* Goal
Pull out each line of the entries below that contains the word "yellow" and copy those lines.

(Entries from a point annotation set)
=====
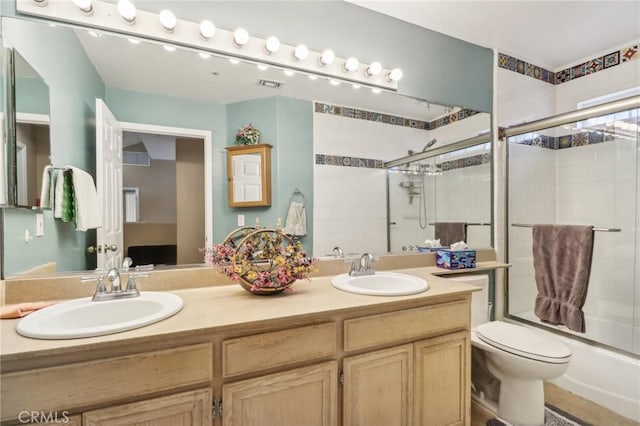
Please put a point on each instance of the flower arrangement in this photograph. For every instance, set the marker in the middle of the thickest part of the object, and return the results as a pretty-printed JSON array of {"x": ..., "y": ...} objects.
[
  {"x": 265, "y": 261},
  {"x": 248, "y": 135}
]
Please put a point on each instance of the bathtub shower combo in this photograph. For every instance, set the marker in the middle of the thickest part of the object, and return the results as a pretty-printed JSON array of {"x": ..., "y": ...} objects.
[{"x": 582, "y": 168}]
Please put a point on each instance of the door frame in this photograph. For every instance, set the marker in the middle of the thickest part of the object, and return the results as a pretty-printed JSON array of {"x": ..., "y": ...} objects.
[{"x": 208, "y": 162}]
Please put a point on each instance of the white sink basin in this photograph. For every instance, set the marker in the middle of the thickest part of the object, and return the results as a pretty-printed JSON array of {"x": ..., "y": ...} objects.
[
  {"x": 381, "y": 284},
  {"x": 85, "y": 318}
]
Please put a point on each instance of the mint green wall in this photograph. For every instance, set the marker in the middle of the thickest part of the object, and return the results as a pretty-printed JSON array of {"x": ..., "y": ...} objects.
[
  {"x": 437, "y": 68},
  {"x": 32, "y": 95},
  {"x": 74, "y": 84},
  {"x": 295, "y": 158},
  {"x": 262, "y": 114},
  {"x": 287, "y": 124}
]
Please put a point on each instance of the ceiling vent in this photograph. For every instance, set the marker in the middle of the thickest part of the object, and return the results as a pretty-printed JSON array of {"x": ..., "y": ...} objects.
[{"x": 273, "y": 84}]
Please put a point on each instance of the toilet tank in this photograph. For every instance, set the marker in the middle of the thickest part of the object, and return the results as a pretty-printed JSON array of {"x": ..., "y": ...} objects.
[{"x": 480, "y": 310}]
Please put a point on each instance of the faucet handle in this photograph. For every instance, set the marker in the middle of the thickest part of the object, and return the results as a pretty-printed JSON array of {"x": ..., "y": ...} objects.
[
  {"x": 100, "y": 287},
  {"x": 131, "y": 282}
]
=====
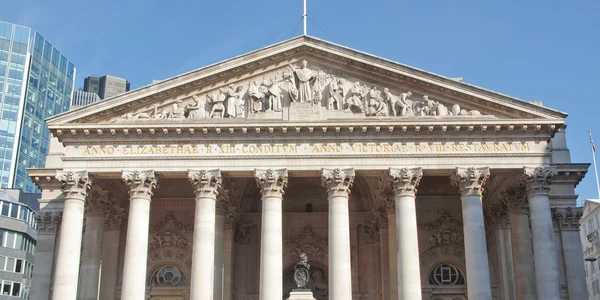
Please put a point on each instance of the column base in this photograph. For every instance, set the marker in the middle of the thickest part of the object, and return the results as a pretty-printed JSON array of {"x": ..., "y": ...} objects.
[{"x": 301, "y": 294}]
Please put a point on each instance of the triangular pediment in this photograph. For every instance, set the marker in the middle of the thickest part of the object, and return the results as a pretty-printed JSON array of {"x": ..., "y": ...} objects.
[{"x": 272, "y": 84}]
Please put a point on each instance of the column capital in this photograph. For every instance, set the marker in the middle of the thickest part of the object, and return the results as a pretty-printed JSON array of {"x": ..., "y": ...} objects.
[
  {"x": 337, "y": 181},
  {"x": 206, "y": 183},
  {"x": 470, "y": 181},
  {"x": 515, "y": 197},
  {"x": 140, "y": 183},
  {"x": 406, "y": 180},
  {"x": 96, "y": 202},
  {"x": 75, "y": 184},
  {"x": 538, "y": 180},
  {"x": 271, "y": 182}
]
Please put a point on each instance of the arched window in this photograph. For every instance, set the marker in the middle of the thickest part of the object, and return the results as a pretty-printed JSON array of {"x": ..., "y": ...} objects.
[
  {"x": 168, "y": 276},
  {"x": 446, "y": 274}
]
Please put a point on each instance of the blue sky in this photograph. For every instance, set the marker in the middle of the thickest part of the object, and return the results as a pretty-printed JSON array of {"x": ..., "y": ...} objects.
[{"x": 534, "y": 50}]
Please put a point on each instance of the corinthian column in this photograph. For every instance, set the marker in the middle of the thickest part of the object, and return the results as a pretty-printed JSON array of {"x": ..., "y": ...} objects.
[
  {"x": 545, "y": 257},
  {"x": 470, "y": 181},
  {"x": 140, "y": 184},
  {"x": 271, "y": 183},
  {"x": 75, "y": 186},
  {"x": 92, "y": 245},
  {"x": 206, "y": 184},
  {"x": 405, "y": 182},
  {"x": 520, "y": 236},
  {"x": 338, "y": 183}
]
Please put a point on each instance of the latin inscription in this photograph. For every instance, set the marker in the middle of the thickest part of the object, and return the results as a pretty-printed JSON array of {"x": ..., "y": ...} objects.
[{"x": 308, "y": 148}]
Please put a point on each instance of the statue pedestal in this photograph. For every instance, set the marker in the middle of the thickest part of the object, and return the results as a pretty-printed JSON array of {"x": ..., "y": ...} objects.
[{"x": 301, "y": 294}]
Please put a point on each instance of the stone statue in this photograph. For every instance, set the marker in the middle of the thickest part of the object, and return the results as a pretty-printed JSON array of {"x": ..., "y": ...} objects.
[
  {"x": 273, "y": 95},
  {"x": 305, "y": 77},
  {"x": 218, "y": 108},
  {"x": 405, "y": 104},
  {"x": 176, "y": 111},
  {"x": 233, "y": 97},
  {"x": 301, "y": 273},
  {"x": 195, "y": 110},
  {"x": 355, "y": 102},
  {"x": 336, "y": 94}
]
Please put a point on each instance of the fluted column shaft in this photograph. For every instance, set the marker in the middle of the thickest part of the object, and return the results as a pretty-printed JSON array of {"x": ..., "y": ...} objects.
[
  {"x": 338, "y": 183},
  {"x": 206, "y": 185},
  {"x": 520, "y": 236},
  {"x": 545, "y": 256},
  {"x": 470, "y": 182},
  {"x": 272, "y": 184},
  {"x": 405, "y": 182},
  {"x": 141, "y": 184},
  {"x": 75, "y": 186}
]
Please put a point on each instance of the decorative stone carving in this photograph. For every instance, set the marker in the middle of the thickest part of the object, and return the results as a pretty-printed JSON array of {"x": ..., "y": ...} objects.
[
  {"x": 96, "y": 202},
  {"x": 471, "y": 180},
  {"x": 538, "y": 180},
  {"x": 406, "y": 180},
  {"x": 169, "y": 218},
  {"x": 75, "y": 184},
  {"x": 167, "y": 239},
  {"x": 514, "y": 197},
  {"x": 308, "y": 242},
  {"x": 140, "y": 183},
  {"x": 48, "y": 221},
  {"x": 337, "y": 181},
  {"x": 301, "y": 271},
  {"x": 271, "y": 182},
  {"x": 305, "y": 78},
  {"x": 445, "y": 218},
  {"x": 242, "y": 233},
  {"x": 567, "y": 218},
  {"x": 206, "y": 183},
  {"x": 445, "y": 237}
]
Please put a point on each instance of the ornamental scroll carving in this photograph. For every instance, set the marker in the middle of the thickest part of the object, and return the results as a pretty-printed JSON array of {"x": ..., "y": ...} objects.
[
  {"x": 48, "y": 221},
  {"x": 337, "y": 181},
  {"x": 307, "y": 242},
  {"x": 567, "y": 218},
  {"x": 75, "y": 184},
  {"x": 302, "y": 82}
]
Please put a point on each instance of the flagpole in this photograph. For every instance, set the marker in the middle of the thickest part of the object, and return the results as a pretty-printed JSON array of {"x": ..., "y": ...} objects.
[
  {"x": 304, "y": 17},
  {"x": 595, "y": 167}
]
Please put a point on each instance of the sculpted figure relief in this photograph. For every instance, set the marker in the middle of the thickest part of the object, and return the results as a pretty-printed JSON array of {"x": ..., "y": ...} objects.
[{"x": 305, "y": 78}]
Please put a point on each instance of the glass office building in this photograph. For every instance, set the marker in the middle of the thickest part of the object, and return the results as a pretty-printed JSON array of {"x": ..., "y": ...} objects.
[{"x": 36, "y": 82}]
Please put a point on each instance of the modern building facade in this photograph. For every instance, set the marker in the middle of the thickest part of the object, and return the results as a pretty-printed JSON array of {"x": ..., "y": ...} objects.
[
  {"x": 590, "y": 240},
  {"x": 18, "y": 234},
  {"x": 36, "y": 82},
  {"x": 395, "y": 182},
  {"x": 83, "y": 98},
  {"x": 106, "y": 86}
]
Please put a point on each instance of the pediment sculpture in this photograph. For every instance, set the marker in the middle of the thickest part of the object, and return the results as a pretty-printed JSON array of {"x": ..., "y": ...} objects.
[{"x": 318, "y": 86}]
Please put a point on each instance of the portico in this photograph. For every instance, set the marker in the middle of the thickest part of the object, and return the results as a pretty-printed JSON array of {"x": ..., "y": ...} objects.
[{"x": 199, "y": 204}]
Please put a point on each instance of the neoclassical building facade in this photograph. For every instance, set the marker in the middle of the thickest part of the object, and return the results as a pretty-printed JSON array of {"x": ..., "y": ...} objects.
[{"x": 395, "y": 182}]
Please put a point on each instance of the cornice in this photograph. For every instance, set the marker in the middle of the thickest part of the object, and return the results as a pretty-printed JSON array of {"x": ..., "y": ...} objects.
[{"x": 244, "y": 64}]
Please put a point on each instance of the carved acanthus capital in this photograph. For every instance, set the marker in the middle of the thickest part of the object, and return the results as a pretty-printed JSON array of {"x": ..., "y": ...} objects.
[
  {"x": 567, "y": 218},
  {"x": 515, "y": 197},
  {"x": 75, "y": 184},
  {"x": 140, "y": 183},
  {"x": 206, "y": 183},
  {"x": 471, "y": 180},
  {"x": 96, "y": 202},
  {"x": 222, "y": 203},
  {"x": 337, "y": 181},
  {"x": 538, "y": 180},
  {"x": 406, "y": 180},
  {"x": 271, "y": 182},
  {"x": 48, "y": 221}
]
=====
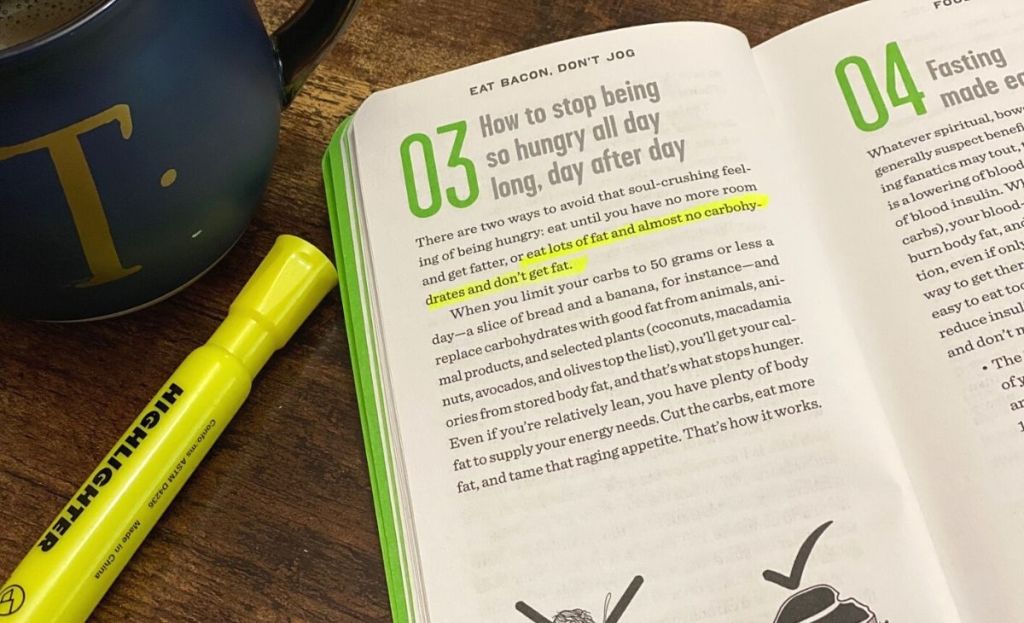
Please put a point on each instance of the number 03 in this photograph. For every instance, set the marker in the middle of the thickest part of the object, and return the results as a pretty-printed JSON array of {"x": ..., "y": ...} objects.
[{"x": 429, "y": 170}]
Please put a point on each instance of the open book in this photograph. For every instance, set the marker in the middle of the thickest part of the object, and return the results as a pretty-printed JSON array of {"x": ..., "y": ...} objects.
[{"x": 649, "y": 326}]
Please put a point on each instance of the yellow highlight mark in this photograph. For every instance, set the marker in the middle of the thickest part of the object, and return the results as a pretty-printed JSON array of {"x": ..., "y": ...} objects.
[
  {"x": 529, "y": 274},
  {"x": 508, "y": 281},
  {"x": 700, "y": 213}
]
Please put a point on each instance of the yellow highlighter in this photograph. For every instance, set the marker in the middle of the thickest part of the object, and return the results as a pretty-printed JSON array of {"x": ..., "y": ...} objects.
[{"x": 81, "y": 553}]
=====
* Solution for this exercise
Please put a point on each instance of the yellow highlight mark in this photograph. For every instance, set the marker in the middle of the thickest part of the object, and return the results as a pretty-printed JSON array of {"x": ..., "y": ...} objects.
Please put a point on each instance of the yellow highlighter in this photograph. For every instance, set the marker in the middle of the thickest part of the object, and return the results as a pretty-printed JSON array of {"x": ..., "y": ...} objects.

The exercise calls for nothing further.